═══ Items ═══

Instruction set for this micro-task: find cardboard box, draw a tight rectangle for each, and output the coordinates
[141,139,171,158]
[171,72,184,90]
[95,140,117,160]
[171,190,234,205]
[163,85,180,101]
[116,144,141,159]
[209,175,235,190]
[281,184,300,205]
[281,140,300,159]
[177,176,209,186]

═══

▶ [Problem requirements]
Could you write out every line of the items again, requests included, shifting each coordinate in the answers by -127?

▶ [Answer for the task]
Instruction set for this micro-task: find cardboard box, draw a tight rectangle for each, and output the coordinates
[14,12,44,31]
[44,-55,57,-37]
[-32,13,-10,33]
[44,63,107,78]
[36,-42,53,-26]
[-11,17,14,32]
[82,48,108,63]
[154,57,173,78]
[154,13,173,32]
[50,49,82,59]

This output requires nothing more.